WORK ORDER
From the opening line of the records through the line bearing "Put a point on every instance of the wooden fence post.", set down every line exactly.

***

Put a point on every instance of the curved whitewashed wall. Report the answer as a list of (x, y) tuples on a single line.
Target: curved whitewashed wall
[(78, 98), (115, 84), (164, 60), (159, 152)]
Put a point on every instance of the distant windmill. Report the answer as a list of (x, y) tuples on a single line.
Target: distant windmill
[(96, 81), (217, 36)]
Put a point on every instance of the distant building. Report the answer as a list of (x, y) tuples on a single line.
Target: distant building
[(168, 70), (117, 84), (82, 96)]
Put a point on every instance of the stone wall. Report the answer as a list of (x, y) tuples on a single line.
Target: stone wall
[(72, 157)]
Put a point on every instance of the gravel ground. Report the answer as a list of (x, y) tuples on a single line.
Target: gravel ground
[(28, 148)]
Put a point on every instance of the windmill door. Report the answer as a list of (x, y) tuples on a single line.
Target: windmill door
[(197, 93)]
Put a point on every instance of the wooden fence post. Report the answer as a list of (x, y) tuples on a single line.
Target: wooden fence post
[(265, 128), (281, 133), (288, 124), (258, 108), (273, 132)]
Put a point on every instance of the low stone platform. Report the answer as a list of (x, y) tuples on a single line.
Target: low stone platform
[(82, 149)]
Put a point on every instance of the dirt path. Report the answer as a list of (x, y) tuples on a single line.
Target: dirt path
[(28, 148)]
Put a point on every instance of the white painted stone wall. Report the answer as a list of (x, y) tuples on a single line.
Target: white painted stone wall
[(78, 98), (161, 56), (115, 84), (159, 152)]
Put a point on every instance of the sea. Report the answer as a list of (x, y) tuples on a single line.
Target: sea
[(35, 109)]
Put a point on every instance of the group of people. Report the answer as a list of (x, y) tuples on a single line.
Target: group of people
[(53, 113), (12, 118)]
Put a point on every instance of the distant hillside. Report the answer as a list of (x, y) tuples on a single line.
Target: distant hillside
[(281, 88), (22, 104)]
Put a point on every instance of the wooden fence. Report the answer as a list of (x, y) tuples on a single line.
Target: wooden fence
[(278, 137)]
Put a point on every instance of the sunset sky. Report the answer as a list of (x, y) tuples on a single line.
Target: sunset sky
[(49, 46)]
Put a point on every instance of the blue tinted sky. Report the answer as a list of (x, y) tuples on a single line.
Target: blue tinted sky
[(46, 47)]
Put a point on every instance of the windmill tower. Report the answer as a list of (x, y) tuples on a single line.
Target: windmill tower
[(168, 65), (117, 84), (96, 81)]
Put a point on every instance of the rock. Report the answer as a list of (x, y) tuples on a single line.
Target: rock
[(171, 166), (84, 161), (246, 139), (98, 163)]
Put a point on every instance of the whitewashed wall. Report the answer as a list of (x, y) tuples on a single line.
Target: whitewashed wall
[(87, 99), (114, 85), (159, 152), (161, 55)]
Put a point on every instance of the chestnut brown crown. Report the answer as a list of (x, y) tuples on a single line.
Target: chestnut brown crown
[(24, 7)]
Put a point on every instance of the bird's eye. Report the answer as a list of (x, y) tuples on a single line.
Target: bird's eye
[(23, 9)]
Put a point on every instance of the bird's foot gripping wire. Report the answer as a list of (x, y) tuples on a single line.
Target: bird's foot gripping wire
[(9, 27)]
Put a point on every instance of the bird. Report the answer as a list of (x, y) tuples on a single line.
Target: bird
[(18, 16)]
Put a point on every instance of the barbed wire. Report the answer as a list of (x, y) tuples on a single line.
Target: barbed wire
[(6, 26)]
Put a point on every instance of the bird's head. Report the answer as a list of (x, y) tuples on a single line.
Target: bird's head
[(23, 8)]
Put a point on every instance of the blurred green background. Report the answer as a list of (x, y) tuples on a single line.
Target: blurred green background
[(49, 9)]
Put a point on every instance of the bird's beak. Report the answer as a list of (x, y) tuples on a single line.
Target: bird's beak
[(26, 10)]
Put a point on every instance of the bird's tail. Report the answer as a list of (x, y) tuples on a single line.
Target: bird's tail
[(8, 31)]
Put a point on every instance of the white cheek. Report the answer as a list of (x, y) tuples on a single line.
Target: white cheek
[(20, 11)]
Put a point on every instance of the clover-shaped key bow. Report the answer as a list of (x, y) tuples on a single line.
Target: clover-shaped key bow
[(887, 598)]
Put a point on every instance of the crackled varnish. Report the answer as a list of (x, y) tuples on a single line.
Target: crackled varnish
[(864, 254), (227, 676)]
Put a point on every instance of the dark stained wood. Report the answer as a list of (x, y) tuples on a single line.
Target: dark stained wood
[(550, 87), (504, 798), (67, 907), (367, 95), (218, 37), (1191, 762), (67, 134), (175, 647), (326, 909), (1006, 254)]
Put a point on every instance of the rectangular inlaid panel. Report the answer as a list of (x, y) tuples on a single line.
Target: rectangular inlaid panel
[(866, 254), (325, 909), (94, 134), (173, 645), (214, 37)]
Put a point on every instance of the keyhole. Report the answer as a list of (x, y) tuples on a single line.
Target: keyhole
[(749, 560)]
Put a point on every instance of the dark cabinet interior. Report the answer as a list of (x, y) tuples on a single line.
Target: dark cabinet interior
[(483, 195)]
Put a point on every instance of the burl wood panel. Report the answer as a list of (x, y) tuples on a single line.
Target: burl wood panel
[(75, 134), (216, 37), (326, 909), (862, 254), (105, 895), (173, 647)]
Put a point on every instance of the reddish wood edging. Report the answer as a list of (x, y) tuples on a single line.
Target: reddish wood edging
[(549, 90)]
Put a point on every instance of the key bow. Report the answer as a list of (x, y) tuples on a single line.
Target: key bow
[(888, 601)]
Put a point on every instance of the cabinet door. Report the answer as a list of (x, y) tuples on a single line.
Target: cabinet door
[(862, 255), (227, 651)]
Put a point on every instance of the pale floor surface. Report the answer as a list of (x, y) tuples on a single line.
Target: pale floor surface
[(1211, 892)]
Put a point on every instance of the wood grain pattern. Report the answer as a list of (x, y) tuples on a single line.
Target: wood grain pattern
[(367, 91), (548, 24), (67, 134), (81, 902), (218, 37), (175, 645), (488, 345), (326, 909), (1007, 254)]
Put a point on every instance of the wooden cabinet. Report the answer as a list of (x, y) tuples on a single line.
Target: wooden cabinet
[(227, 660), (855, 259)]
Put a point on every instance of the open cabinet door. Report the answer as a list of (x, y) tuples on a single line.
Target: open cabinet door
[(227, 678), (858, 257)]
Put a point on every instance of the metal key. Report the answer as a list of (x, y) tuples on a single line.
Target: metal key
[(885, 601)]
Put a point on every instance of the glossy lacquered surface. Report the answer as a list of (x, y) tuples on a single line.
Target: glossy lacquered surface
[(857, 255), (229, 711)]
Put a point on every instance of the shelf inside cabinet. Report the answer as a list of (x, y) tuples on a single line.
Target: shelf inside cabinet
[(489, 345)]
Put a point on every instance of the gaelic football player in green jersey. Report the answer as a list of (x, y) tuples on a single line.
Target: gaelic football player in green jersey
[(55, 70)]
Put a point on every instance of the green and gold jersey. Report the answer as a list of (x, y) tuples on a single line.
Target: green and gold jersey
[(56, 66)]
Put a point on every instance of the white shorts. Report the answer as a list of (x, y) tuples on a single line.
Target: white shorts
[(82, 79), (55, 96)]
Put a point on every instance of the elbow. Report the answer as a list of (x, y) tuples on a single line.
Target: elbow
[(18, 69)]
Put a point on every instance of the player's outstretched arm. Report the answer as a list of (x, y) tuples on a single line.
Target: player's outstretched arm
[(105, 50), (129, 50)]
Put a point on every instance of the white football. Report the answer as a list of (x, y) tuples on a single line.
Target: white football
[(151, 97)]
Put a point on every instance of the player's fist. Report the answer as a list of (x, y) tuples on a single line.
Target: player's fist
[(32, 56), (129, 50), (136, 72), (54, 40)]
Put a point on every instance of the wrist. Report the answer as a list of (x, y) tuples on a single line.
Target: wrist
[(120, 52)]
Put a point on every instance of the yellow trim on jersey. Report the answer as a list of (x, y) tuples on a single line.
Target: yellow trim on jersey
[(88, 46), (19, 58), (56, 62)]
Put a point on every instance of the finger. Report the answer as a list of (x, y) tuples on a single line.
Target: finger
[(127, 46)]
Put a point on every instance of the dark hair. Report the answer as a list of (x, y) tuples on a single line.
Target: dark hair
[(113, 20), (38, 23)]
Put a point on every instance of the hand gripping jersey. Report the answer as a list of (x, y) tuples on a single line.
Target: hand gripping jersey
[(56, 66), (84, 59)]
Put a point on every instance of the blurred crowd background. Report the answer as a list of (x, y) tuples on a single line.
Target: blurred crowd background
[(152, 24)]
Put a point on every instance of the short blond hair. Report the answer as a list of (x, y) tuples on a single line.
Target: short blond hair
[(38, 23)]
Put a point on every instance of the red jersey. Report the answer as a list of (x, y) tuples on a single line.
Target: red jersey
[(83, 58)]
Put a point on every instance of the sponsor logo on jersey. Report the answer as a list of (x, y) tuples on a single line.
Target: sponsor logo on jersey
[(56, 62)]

***

ANSWER SECTION
Put a point on every instance of the curved whitewashed wall. Report the answer as a list of (x, y) tuples on a single line.
Target: curved whitewashed wall
[(78, 98), (115, 84), (164, 60), (159, 152)]
Put a point on every instance of the distant windmill. Report the answer as a list of (x, y) tuples on a single line.
Target: distant windmill
[(96, 81), (217, 36)]
Put a point on every instance of the distant building. Report the answer as a list of (x, y) tuples on a single line.
Target: distant building
[(168, 70), (117, 84), (82, 96)]
Put a point on every instance of the stone wall. Report the answer as a list of (x, y) tuples on a single line.
Target: stone wall
[(72, 157)]
Put a point on every instance of the gravel ground. Report the answer as a list of (x, y) tuples on a single line.
Target: gravel ground
[(28, 148)]
Put a point on every instance of the windmill door. Report the answer as a list of (x, y) tuples on a single line.
Target: windmill door
[(197, 93)]
Put a point on every instance of the wooden fence post. Report the answer as a list of (x, y) tuples on a single line.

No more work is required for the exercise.